§ **ENTRIES PROVIDED**:

-- -- --

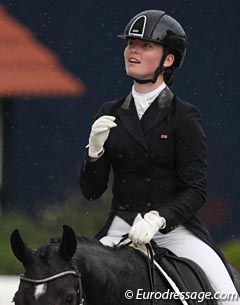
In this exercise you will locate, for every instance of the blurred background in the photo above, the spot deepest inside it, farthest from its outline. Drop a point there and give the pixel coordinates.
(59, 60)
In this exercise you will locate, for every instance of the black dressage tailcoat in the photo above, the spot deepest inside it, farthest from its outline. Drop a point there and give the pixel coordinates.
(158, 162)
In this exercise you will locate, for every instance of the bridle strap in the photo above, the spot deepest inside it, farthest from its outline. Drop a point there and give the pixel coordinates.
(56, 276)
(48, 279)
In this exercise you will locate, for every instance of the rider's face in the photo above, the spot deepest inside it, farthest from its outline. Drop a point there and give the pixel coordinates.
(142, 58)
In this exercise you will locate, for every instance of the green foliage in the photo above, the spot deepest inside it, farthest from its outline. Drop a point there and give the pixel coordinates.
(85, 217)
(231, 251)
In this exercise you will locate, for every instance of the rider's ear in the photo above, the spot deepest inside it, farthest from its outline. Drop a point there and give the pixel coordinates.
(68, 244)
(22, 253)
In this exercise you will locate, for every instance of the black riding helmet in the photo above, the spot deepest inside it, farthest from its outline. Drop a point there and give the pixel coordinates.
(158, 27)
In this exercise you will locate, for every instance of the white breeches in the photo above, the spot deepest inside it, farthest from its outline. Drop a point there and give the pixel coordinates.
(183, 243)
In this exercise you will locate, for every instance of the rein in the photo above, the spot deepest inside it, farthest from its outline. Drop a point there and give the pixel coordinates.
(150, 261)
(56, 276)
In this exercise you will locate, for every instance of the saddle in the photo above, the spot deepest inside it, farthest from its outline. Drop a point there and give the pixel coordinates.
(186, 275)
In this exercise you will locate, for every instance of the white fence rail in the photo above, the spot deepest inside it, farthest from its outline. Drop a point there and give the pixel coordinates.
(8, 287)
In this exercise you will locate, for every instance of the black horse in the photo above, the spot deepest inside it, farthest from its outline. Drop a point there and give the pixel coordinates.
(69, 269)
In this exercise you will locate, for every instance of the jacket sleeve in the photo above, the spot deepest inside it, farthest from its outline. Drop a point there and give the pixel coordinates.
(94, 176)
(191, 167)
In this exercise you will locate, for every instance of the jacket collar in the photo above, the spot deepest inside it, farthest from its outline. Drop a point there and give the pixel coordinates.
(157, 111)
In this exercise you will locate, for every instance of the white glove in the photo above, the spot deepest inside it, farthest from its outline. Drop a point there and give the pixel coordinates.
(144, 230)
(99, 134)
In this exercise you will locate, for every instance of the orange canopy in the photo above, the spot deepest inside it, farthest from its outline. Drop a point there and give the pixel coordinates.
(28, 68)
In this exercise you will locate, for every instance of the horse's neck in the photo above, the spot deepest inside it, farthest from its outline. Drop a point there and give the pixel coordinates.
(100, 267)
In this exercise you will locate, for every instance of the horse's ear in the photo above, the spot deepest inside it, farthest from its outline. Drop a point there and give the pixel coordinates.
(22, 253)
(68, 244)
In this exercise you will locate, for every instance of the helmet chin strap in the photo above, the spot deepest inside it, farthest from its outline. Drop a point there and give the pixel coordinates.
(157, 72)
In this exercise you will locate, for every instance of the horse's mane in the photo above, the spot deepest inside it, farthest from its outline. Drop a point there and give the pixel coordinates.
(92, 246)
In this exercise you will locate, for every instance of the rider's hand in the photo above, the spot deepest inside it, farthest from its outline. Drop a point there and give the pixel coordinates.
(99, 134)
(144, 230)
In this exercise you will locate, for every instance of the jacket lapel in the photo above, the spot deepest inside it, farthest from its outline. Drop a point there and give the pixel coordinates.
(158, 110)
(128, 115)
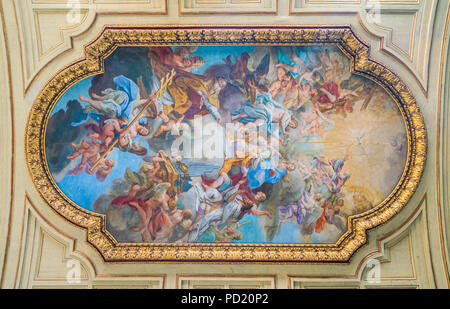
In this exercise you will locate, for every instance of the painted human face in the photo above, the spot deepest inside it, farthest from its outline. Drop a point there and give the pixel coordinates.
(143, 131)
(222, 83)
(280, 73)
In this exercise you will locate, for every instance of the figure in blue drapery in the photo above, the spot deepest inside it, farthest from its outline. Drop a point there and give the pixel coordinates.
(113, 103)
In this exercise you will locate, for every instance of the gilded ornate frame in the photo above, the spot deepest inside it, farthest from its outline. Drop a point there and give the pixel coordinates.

-- -- --

§ **PROMPT**:
Retype the data above line for line without changing anything, and leave the pictures out.

§ **SOLUTION BELOW**:
In this exercise you will locate, for every instance of the blurred background in the photo above, the spot deepest inside it, farthest from its outline. Drop a point there and give the pixel coordinates.
(59, 60)
In this exercise you will locate, for every instance of the black dressage tailcoat in the photo above, the spot deepest inside it, farthest from its outline. Drop a point there and give the pixel coordinates.
(158, 162)
In this exercise you will locate, for every instance of the bridle strap in the photo above, the spot deepest inside it, farthest from its outline. Drop a point there and give the pixel coordinates.
(56, 276)
(48, 279)
In this exercise you will locate, for every instance of the rider's face in the photo above, the spot deepest inside it, farthest from its outline. Drop a point there and give the pixel coordinates.
(142, 58)
In this exercise you will locate, for every instance of the green foliage in the photo above, the spot deepest inside it, farthest from its outline. Drop a point there and give the pixel coordinates.
(85, 217)
(231, 251)
In this exercise you will locate, for every instance of the rider's ear in the photo above, the spot deepest inside it, farthest from its outline. Drop a point there and give the pixel coordinates.
(68, 244)
(22, 253)
In this exercise you will locate, for every instance of the black riding helmet in the photo above, the spot deepest inside it, farthest from its outline. Drop a point there and give the pixel coordinates.
(158, 27)
In this exercise you will locate, for every instance of the white breeches in the photo above, the spot deepest inside it, farthest from its outline. Drop a point there and give the pixel coordinates.
(183, 243)
In this exercise you will locate, for every instance of the rein in the photo above, the spot deepest inside it, farthest from its outline. Drop a point there and give the pixel coordinates.
(150, 261)
(56, 276)
In this exercise you will locate, for every instance of the saddle in the photo above, the spot deepest inside it, farthest from its outline. Drop a point there and give the pixel coordinates.
(186, 275)
In this exercise you will locate, for every instance of the white fence rail in the photo above, the spot deepest inside it, farthest from its outline. Drop a point there and give the pixel coordinates.
(8, 287)
In this exercise you will locate, for every instance of the black horse in the photo above, the spot deepest inside it, farthest from its outline. Drop a point there and give the pixel coordinates.
(69, 269)
In this exercise you will locate, for every instance of the jacket sleeve in the photo above, the spot deepest inside it, farthest from its outline. Drop a point there and give the pixel coordinates.
(94, 176)
(191, 167)
In this exercise you will locate, for every instance of the jacket collar in the photo above, the spot deepest inside it, farthest from its outline. Drop a point there and give the pixel coordinates.
(157, 111)
In this exercise you will locate, for every instance of the white glove in the photo above, the spot deepest inside it, farthest from its outline. Drop a point there and give the pixel coordinates.
(144, 230)
(99, 134)
In this exercise you will locate, for every instance of the orange canopy in the photo above, the spot deepest inside it, farthest from its outline. Drop a point there and give the pixel coordinates.
(28, 68)
In this exercise you will locate, for every instance of the horse's neck in the photo above, the spot deepest inside it, farthest from its outline. Drop a point there and give the pixel coordinates.
(100, 267)
In this exercise you will locate, for every instance of the horse's ear in the photo above, the spot deepest inside it, farthest from its outline. Drop a point there and give the pixel coordinates.
(22, 253)
(68, 244)
In this exercise you will locate, for every instance of the helmet chin strap in the photo above, the spot deepest inside it, farthest from its outline. Drop a point there and give the pixel coordinates.
(157, 72)
In this exercise you will locate, for every instance of the horse's mane in the photo above, the spot deepest inside it, farthest from its outline. Drop a point there and give the pixel coordinates.
(92, 246)
In this exercise you will locate, for every instance of the rider's hand in the photo above, the spot deepest inside it, farthest from its outline. Drop a point there and give the pixel coordinates.
(99, 134)
(144, 230)
In this exercise you will locate, for every instance of the jacket lapel in the photo above, the spot deepest inside it, farthest from its outline. Drop a point there and give the pixel coordinates.
(158, 110)
(128, 115)
In this exercise you will locate, for every instance of the painted human face in the photo above, the spot deepest inside it, farthest from its outline. Drop a point there and give the pixel coordinates.
(143, 131)
(222, 83)
(280, 73)
In this exercise you will locate, for every instance of the figure in blue drapery in the photo above, the spot deepest inside it, farthest from its outline. Drop a point there and give the pixel coordinates.
(113, 103)
In this exercise you will locate, for every instance of the gilded ornate frame in the photo above, the spot deepest inside it, farthest from its outline. Drop a point there and give the pixel coordinates.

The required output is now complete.